*EXERCISE TASK*
Using the forum excerpt on dog emotions, list each cause that jmm says is actually behind a dog peeing when the owner leaves.

**** EXCERPT PROVIDED ****

Maybe I'm a just an anthropomorpher, but I'm certain I see all kinds of emotions not just in our dogs, but all our farm animals. 





Joy


----------



## jmm (Nov 23, 2004)

Dogs certainly have emotions. I never said otherwise. How else would they be afraid of things or upset?

But it seems people run into trouble when they interpret their dog's behavior in the context of *human* emotions. I think the most common one is "My dog peed because he/she was mad I left". In reality, it is almost always lack of housetraining and too much freedom or anxiety at being left. So when somebody babies their dog because they think it is mad, they don't realizing they're adding to the dog's anxiety...


----------



## mom2bijou (Oct 19, 2006)

**** ENTRIES SUPPLIED ****

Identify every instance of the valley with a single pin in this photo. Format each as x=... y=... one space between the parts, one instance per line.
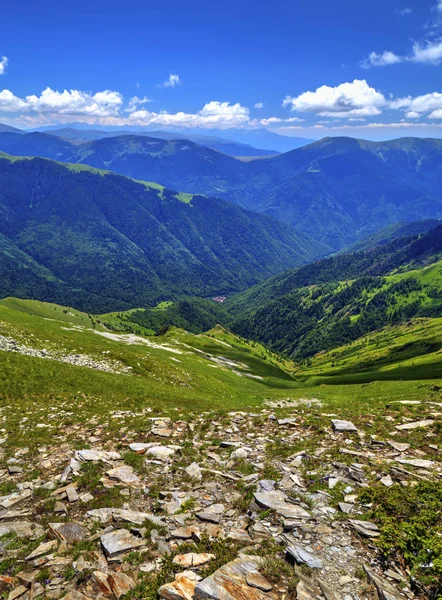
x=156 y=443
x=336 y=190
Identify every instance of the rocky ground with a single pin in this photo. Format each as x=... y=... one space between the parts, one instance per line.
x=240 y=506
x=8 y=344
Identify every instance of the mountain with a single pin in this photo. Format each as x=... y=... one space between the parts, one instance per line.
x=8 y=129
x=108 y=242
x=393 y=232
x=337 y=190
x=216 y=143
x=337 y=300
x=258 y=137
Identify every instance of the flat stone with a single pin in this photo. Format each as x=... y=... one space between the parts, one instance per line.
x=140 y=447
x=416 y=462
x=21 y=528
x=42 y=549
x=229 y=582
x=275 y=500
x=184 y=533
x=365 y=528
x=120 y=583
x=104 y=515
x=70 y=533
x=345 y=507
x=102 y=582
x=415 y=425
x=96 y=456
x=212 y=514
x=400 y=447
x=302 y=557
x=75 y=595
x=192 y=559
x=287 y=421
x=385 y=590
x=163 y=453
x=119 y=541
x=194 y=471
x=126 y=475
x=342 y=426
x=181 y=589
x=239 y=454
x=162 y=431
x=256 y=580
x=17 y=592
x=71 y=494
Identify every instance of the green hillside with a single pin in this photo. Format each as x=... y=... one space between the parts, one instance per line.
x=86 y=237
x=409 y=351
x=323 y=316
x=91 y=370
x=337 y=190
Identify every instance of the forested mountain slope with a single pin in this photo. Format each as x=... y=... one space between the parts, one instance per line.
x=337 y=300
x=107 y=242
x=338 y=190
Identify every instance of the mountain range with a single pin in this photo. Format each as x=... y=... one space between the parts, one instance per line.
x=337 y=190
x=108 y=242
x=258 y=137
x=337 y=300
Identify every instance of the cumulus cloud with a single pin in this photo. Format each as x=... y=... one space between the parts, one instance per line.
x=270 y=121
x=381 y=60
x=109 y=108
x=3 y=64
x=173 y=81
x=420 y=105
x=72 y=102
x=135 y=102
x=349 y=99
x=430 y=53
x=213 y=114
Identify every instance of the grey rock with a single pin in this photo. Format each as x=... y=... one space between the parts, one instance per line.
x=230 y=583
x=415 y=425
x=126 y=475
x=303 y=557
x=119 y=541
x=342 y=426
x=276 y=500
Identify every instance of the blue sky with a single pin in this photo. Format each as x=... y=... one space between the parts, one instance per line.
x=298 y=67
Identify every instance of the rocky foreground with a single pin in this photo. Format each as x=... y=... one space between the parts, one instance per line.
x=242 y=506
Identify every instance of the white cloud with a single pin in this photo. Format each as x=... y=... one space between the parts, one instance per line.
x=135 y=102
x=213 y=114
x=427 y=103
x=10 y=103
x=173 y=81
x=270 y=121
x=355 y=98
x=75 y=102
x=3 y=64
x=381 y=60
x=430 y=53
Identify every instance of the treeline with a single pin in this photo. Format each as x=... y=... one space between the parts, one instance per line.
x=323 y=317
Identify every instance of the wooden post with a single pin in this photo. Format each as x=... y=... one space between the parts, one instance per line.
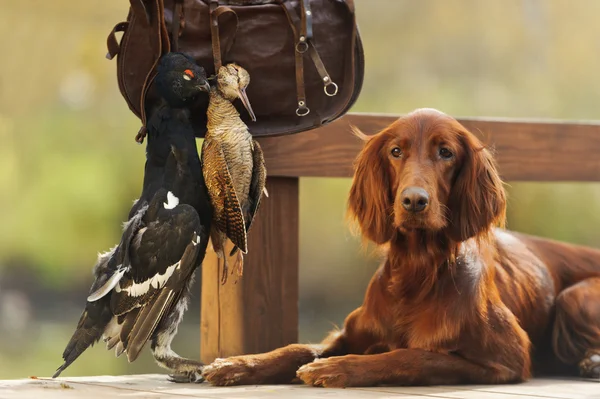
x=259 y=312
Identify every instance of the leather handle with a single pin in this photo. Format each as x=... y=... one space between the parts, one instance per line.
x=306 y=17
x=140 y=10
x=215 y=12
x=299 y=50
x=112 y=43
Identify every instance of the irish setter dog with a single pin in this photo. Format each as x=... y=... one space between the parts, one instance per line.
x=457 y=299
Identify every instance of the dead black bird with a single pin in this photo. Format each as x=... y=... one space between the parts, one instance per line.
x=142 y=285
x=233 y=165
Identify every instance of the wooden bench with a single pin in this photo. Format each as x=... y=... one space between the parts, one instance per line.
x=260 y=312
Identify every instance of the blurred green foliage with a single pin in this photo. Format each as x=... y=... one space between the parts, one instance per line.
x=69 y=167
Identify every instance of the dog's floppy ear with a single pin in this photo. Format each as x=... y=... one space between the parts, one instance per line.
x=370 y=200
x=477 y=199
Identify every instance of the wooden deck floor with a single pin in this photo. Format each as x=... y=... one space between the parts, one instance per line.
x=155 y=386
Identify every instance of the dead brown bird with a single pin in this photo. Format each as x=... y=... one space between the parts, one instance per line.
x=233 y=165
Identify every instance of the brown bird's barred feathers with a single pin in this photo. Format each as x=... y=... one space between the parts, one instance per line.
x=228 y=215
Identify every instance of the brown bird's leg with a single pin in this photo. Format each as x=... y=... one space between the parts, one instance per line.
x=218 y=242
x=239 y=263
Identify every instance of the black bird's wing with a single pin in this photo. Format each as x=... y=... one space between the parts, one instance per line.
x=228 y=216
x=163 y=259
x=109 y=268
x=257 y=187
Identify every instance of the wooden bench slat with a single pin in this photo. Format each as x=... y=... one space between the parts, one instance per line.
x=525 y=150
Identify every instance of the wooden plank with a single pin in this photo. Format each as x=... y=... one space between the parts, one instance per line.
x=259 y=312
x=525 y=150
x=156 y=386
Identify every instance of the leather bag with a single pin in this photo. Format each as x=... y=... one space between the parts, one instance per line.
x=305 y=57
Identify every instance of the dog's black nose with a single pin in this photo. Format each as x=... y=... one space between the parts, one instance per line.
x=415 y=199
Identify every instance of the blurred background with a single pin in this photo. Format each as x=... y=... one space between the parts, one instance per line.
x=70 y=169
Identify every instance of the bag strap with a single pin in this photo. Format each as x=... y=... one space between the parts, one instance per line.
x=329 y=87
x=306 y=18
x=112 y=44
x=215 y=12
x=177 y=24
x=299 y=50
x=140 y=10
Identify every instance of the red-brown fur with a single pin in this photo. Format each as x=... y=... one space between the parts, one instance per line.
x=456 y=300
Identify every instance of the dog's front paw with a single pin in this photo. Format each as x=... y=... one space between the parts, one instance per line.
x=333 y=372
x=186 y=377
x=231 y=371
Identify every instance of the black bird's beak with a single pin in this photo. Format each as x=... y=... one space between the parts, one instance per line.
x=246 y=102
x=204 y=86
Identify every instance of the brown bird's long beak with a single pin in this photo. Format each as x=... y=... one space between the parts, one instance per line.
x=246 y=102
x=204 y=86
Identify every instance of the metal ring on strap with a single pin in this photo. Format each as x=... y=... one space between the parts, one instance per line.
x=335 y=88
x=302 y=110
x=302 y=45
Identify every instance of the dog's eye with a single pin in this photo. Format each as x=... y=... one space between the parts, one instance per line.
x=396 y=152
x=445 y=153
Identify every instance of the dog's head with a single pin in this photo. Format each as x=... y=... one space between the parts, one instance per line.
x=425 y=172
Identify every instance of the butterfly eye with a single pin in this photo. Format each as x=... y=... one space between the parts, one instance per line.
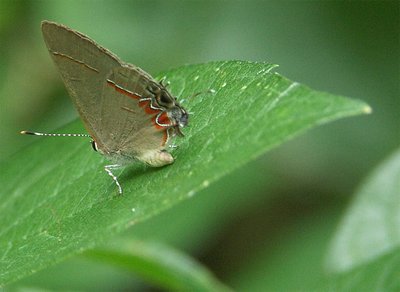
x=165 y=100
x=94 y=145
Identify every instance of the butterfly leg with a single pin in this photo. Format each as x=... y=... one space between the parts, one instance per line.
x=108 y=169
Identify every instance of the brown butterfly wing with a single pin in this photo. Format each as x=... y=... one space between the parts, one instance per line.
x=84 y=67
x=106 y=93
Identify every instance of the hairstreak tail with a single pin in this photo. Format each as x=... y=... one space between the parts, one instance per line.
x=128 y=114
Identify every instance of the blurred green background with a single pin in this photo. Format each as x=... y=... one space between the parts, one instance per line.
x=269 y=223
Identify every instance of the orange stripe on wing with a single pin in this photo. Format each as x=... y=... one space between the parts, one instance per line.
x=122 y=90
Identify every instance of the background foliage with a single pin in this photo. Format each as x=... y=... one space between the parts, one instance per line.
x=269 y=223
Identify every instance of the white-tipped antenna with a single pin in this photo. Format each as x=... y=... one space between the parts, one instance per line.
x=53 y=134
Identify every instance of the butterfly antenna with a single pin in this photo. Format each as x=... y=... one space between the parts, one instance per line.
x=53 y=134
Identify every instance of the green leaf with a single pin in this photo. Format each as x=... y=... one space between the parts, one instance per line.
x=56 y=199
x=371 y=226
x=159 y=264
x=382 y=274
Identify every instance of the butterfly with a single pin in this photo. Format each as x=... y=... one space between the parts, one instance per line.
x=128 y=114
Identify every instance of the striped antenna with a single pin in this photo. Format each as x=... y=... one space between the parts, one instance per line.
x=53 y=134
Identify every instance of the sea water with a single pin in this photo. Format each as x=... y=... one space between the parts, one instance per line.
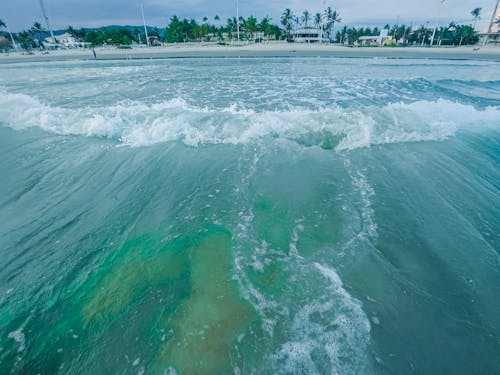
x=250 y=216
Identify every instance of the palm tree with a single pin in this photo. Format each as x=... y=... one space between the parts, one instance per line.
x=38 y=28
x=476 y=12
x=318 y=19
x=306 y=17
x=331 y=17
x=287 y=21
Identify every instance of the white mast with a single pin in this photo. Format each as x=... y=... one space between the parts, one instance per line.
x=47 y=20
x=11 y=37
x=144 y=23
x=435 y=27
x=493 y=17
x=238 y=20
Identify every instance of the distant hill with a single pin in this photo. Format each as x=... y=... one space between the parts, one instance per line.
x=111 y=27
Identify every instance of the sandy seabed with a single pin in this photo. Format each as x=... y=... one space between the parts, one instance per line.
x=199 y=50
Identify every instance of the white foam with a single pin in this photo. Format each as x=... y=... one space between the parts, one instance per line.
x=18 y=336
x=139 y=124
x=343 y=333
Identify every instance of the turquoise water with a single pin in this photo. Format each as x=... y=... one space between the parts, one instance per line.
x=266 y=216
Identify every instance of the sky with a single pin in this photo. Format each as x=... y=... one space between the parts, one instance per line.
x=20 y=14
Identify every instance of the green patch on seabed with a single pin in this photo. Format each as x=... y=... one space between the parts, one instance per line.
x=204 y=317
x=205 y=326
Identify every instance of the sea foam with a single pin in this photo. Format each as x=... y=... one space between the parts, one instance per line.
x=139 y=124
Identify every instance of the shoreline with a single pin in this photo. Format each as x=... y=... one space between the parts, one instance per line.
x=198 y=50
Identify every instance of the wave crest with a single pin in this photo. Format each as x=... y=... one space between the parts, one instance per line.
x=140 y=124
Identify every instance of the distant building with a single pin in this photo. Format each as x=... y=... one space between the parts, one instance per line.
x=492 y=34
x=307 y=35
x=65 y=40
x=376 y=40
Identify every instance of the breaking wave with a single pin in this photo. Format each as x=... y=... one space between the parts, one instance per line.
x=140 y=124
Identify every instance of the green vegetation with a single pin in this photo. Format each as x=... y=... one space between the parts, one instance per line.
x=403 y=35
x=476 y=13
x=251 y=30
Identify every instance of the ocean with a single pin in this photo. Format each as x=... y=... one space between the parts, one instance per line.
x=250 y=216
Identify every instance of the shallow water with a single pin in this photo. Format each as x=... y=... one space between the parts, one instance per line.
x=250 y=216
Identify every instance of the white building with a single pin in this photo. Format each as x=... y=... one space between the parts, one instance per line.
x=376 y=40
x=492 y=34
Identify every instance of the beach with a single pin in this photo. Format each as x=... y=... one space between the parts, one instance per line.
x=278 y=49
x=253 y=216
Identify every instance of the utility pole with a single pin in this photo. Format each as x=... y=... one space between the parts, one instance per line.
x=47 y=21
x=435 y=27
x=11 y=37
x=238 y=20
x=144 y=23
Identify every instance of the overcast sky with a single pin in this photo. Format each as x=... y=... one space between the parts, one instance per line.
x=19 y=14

****

*EXPECTED OUTPUT*
- Lack of housetraining
- Too much freedom
- Anxiety at being left